# EXTRAIT DE PAGE:
---
Et cela nous laisse rêveurs, face à autant de ferveur pour préparer ces événements qui rassemblent des milliards de personnes devant une TV pour voir concourir la crème de ….l’humanité. Les grandes nations et non des moindres, les nantis plus que les pauvres, ont choisi ce genre d’événements pour que l’on parle d’eux. Et c’est ainsi que des athlètes de valeur ont choisi d’émigrer pour courir sous les couleurs de ceux qui ne rechignent pas à la dépense.
La Tunisie n’a pas besoin d’accueillir des athlètes de haut niveau pour les faire concourir sous ses couleurs. Elle est capable d’en produire. Elle l’a déjà fait et même ce sont ses représentants qui ont été les premiers à mettre à mal la domination américaine et européenne sur les longues distances, puis sur des épreuves de spécialités. En dépit de l’état actuel de son économie, elle a assuré la préparation de ses représentants. Avec les moyens du bord ? Non, nous aurions pu mieux faire.
Manque de solidarité
Dans ce chapitre, il y a beaucoup à dire, mais résumons la situation en quelques mots : il n’y a pas de solidarité entre les organismes qui s’occupent du sport en Tunisie. De toutes les façons, ce ne sont pas les quelques centaines de millions ou les quelques milliards dépensés qui nous permettront de nous présenter avec de meilleurs atouts dans ce genre d’événements.
---
# CONSIGNES:
1 > Recopiez le passage du texte sur le sport en Tunisie qui commence par « Manque de solidarité » et se poursuit jusqu'à « ce genre d’événements. ».
2 > Poursuivez la rédaction du texte sur le sport en Tunisie à partir de sa dernière phrase.

[Extraits d'un jeu de données sur le pointage d'objets]
---
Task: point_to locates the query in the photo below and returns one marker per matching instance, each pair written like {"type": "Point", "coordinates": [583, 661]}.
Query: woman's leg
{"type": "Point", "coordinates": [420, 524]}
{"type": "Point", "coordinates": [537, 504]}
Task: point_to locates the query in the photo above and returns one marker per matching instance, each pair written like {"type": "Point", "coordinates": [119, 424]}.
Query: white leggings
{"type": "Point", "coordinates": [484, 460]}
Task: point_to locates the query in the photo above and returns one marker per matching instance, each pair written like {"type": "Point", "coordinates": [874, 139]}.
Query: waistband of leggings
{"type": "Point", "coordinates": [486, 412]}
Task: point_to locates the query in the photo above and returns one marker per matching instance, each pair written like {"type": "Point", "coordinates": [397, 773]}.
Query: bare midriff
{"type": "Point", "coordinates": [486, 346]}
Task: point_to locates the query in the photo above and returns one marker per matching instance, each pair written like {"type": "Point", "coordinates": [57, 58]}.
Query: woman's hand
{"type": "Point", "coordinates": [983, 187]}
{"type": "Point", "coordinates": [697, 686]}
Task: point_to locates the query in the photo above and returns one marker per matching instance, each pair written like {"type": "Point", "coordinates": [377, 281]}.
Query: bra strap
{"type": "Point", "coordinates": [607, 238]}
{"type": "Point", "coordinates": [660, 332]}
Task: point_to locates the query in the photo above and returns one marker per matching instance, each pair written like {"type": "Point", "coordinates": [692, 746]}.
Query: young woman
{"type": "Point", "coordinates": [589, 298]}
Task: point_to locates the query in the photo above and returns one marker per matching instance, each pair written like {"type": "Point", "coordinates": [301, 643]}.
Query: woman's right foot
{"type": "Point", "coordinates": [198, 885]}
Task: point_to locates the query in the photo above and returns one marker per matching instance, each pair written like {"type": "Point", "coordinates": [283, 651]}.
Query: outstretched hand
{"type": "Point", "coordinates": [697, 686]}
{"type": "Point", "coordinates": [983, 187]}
---
# RÉPONSES:
1 >
Manque de solidarité
Dans ce chapitre, il y a beaucoup à dire, mais résumons la situation en quelques mots : il n’y a pas de solidarité entre les organismes qui s’occupent du sport en Tunisie. De toutes les façons, ce ne sont pas les quelques centaines de millions ou les quelques milliards dépensés qui nous permettront de nous présenter avec de meilleurs atouts dans ce genre d’événements.

2 >
Il fut un temps où quelques dizaines de milliers de dinars suffisaient pour clôturer la saison. Ces temps sont révolus. On ne peut s’en tirer qu’avec un budget conséquent, où tout est prévu. Et cela va de l’équipement à l’encadrement en passant par les meetings, les compétitions internationales de haut niveau.
Il est difficile de trouver des sponsors, surtout depuis que la possibilité offerte aux privés d’affecter, sous forme de publicité à déduire de l’assiette des impôts, l’équivalent de un pour mille de leur chiffre d’affaires.
On a abrogé cette loi en raison des manipulations et autres dépassements qui, en fin de compte mirent un terme à cette bonne initiative. L’Etat, en effet, sacrifiait une partie de ses rentrées pour permettre aux fédérations et aux clubs de mieux fonctionner. La suspension de cette loi n’était pas la bonne décision. Il fallait mieux l’aménager pour mettre en place des garde-fous et continuer à faire profiter le sport de cet appui financier, tout en allégeant l’Etat du poids de cette obligation. En effet il ne s’agit pas de fournir des subventions de fonctionnement à des clubs professionnels mais bien de conforter l’activité physique et sportive dans le pays.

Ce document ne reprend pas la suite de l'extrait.